Records contained in a dataset
┌──

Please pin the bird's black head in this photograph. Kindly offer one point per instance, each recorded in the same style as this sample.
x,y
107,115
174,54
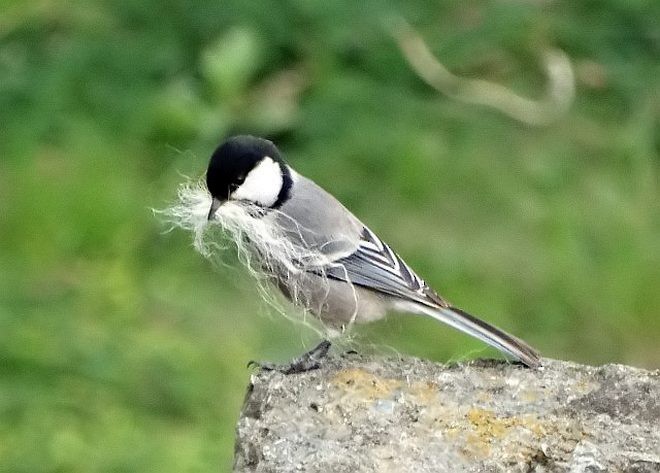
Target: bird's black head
x,y
248,168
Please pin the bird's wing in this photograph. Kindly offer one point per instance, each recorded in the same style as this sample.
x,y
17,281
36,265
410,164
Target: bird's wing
x,y
375,266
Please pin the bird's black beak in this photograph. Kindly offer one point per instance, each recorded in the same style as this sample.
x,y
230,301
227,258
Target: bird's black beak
x,y
215,205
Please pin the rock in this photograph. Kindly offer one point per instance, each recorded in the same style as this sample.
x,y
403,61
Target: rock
x,y
369,414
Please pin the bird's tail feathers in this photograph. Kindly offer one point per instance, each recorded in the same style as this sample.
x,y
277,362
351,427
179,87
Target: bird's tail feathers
x,y
483,331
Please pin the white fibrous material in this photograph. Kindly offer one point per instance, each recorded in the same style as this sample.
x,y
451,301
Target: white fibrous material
x,y
263,246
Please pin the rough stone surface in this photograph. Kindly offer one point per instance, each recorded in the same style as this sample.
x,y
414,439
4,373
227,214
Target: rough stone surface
x,y
369,414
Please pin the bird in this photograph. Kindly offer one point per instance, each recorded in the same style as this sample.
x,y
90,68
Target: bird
x,y
330,262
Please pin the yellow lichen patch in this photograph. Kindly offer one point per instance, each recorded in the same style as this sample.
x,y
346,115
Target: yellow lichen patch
x,y
365,385
488,426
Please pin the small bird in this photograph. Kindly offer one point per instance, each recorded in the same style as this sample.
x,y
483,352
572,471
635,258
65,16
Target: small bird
x,y
332,264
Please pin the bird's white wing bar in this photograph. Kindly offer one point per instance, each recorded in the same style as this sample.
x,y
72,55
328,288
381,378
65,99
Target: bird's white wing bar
x,y
375,266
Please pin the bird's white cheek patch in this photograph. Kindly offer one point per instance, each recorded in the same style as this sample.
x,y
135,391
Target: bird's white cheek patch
x,y
262,185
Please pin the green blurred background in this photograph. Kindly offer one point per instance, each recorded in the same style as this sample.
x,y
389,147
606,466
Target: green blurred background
x,y
121,349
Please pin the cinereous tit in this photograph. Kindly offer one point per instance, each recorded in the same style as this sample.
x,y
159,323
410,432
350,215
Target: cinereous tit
x,y
318,253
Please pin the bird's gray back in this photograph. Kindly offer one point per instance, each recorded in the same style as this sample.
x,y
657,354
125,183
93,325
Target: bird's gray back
x,y
315,219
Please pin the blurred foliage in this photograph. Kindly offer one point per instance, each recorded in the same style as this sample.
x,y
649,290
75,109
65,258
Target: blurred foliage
x,y
123,350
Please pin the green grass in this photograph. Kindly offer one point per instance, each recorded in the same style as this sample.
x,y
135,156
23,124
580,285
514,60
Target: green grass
x,y
121,349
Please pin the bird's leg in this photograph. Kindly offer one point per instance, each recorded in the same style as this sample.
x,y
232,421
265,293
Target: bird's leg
x,y
306,362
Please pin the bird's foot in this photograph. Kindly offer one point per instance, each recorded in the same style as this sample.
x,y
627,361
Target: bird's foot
x,y
306,362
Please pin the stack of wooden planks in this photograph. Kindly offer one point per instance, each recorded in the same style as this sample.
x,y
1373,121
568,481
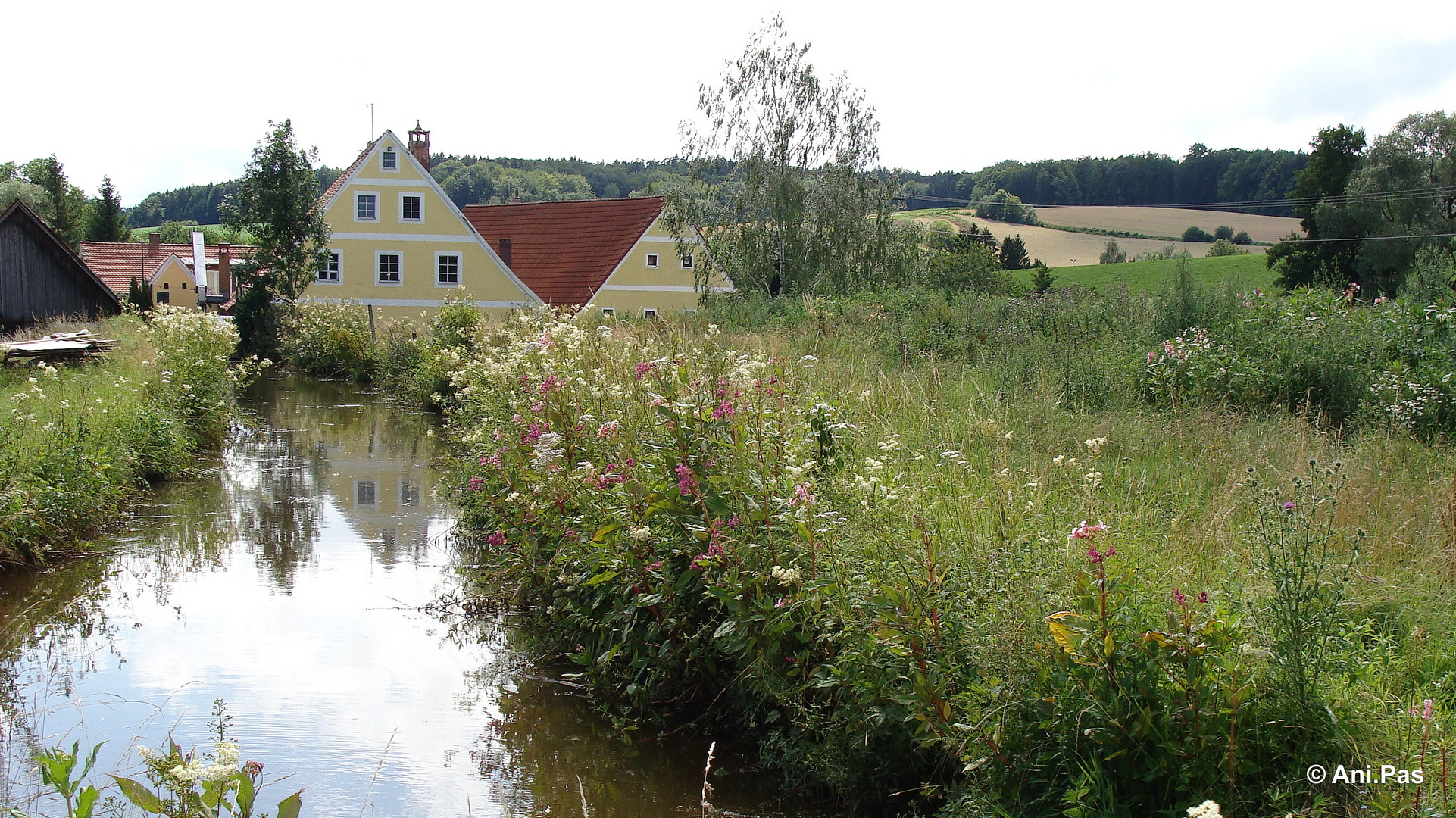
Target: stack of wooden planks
x,y
58,347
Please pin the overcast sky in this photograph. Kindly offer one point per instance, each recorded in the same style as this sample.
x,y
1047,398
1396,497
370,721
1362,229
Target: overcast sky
x,y
167,93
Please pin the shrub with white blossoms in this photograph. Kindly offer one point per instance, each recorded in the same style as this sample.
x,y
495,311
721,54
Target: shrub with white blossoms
x,y
661,498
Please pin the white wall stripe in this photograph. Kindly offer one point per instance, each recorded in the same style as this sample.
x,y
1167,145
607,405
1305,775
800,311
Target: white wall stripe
x,y
404,238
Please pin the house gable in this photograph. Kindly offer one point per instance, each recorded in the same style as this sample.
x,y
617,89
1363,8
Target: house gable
x,y
396,235
41,277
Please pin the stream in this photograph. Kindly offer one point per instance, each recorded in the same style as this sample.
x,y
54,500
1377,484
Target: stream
x,y
290,578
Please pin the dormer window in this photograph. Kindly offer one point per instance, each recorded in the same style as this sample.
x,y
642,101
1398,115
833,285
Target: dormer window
x,y
366,207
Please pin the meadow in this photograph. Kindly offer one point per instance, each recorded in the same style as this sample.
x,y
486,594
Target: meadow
x,y
1168,222
1083,554
1058,248
1244,273
77,440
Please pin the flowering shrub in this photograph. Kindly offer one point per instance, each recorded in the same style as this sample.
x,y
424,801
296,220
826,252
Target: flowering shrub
x,y
655,500
330,338
76,439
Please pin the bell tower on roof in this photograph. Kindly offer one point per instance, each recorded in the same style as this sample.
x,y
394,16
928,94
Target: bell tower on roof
x,y
420,145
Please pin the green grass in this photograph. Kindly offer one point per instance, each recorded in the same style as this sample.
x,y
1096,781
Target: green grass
x,y
1151,277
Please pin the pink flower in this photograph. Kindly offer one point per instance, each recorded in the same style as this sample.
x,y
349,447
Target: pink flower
x,y
801,495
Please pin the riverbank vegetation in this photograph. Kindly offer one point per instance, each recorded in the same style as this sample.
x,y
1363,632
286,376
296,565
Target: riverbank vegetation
x,y
1095,554
77,439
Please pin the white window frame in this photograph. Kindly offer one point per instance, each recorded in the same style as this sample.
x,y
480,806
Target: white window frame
x,y
377,255
336,258
357,194
373,485
459,267
421,197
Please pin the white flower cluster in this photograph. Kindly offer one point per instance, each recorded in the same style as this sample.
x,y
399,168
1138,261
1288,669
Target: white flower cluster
x,y
786,576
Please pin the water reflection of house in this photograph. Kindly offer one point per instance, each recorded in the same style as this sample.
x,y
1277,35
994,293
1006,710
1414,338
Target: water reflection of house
x,y
372,462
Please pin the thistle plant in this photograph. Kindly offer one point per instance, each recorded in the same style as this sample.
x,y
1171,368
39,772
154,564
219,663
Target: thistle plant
x,y
1306,562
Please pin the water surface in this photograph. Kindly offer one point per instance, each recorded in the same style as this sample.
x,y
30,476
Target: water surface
x,y
293,579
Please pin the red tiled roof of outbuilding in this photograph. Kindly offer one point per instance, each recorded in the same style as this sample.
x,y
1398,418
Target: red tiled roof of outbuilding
x,y
565,251
118,262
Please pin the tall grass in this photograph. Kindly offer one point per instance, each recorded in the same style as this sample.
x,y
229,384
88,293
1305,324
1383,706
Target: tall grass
x,y
77,439
988,555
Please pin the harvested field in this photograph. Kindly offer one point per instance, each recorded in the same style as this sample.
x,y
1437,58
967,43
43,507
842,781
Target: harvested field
x,y
1168,220
1058,248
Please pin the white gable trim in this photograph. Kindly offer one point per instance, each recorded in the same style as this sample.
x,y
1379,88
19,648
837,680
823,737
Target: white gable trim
x,y
156,274
430,181
608,286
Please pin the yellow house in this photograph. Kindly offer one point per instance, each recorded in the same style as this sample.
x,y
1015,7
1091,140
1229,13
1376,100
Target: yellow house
x,y
609,255
401,245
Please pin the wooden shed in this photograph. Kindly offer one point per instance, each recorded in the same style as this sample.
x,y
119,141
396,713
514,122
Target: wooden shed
x,y
41,277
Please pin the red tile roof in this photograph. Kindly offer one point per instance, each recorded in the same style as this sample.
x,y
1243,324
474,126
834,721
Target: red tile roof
x,y
565,251
117,262
334,186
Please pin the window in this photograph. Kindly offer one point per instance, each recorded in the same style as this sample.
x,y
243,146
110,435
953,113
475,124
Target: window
x,y
388,268
411,207
331,268
366,207
448,270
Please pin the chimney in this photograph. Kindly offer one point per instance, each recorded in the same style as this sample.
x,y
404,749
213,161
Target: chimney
x,y
224,274
420,145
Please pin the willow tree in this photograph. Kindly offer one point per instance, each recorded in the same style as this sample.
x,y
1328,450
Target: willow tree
x,y
783,186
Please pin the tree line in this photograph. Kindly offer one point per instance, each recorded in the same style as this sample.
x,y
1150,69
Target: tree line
x,y
1203,175
41,184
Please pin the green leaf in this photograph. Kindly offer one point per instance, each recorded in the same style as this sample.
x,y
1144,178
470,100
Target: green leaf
x,y
86,799
289,807
139,795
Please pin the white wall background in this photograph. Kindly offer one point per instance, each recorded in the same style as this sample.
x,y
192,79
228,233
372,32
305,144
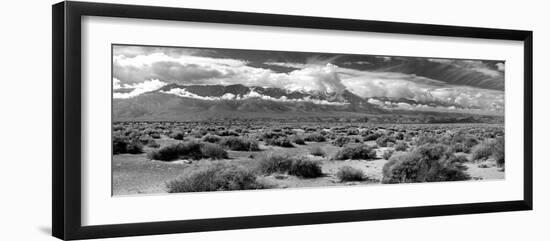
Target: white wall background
x,y
25,99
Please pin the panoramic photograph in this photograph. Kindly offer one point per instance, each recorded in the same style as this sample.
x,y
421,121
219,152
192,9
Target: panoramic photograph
x,y
187,119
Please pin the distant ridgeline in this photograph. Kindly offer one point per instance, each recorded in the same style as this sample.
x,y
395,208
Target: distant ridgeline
x,y
417,118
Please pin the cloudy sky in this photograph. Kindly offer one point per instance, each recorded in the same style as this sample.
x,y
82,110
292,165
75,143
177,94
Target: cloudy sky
x,y
388,81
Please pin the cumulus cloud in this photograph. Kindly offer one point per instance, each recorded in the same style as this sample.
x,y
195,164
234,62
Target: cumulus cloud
x,y
356,62
500,66
132,90
182,92
138,73
398,86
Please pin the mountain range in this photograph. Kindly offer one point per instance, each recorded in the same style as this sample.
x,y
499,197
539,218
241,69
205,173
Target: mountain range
x,y
207,102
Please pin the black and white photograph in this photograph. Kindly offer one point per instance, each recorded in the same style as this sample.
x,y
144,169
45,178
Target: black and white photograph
x,y
203,119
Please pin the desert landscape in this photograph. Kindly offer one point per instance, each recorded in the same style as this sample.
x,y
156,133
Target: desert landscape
x,y
167,157
196,120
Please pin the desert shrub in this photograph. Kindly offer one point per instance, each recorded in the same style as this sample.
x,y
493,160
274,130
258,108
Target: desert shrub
x,y
271,135
211,138
213,151
401,146
188,150
282,163
425,139
305,168
315,137
177,135
280,141
228,133
153,144
459,147
216,177
427,163
470,142
273,162
483,150
299,140
384,140
343,140
355,151
317,151
350,174
387,154
372,136
199,133
239,144
125,145
498,152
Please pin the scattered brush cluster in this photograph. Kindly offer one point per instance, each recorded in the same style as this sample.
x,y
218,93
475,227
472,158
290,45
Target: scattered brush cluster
x,y
426,163
344,140
217,177
493,148
350,174
355,151
281,163
123,145
193,150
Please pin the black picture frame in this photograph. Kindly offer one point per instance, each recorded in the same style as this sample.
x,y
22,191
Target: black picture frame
x,y
66,128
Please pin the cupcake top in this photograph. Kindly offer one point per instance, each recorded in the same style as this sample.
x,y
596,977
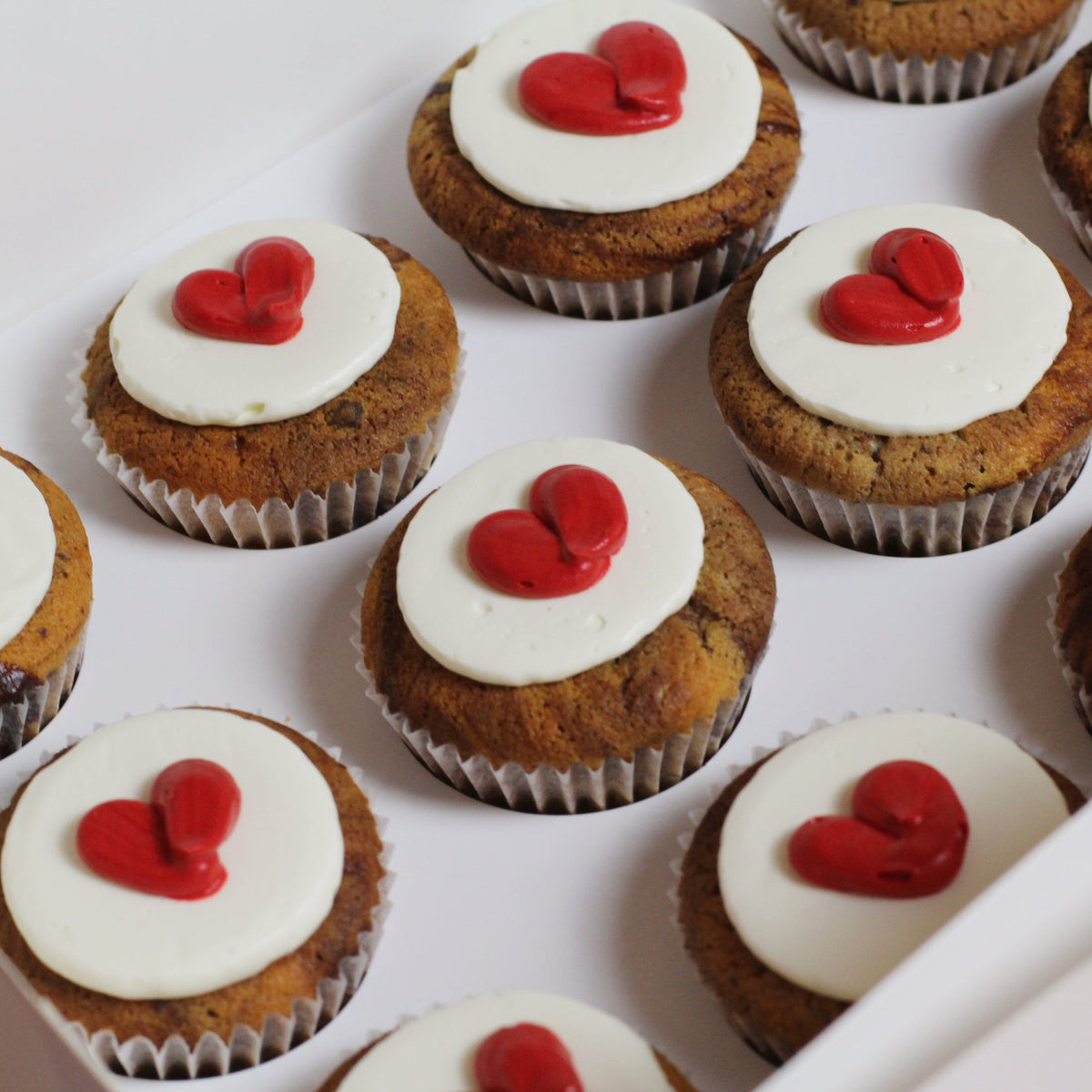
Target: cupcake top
x,y
1013,315
612,170
494,636
216,369
283,858
27,549
853,939
436,1053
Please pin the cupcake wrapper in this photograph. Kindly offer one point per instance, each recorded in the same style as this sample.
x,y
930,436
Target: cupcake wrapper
x,y
246,1047
655,294
915,80
21,721
308,519
921,531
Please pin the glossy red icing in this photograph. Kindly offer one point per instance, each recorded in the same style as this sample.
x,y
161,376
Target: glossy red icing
x,y
524,1058
562,545
910,295
167,846
632,83
259,301
906,836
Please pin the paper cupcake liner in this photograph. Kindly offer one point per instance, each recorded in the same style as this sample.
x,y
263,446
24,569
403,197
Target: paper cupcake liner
x,y
915,80
246,1047
921,530
655,294
308,519
22,720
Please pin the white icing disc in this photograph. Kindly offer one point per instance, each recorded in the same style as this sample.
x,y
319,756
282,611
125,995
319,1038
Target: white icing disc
x,y
27,549
490,636
1014,310
554,169
349,325
284,861
841,945
436,1053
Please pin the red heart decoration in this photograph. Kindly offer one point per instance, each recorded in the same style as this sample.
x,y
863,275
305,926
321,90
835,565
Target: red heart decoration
x,y
525,1057
906,836
561,546
259,301
135,844
910,295
633,82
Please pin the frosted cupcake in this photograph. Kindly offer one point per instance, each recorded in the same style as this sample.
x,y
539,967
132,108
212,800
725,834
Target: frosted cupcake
x,y
818,869
197,890
535,677
896,426
486,1042
273,383
45,600
607,159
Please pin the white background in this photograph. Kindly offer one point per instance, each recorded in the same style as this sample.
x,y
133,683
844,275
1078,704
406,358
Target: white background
x,y
124,139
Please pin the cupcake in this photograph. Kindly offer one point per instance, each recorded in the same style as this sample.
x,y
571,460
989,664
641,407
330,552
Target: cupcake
x,y
273,383
895,426
924,50
1065,145
607,200
197,890
45,600
581,654
487,1042
805,882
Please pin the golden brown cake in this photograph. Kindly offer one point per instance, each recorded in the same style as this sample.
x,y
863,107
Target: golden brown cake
x,y
565,260
161,1036
319,473
681,688
39,665
924,50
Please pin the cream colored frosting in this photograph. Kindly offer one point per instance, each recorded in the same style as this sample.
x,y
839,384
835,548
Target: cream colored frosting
x,y
349,323
284,861
27,550
490,636
1015,309
436,1053
841,945
554,169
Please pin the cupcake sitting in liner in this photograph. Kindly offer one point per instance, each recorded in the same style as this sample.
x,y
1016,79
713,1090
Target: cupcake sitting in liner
x,y
581,654
823,866
642,165
273,383
924,50
487,1042
898,426
45,600
195,890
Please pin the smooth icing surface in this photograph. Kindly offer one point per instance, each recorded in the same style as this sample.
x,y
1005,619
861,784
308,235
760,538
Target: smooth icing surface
x,y
27,549
546,167
436,1053
349,323
496,638
1015,310
841,945
284,861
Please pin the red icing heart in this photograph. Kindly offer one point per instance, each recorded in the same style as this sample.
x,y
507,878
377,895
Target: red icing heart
x,y
561,546
525,1057
167,846
910,295
260,301
633,82
906,836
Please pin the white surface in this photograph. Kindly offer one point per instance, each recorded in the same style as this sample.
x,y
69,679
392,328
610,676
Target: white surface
x,y
485,899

└──

> [Your objective]
Copy the records above exactly, starting at the line that contains "Please pin the red icing" and ending at the last line, and leave out all earlier lines.

> [Task solution]
Please pin the red icing heart in this photograph. Kindly offer one point per instance, each recorded in the same style as this sample.
x,y
507,878
377,895
Target: red icing heart
x,y
561,546
525,1057
167,846
910,295
260,301
633,82
906,836
Please pin the white surface in this photograph. Kindly offer one point per instance, each recorded in the same style as this sample.
x,y
69,679
392,328
610,676
Target: white surface
x,y
485,899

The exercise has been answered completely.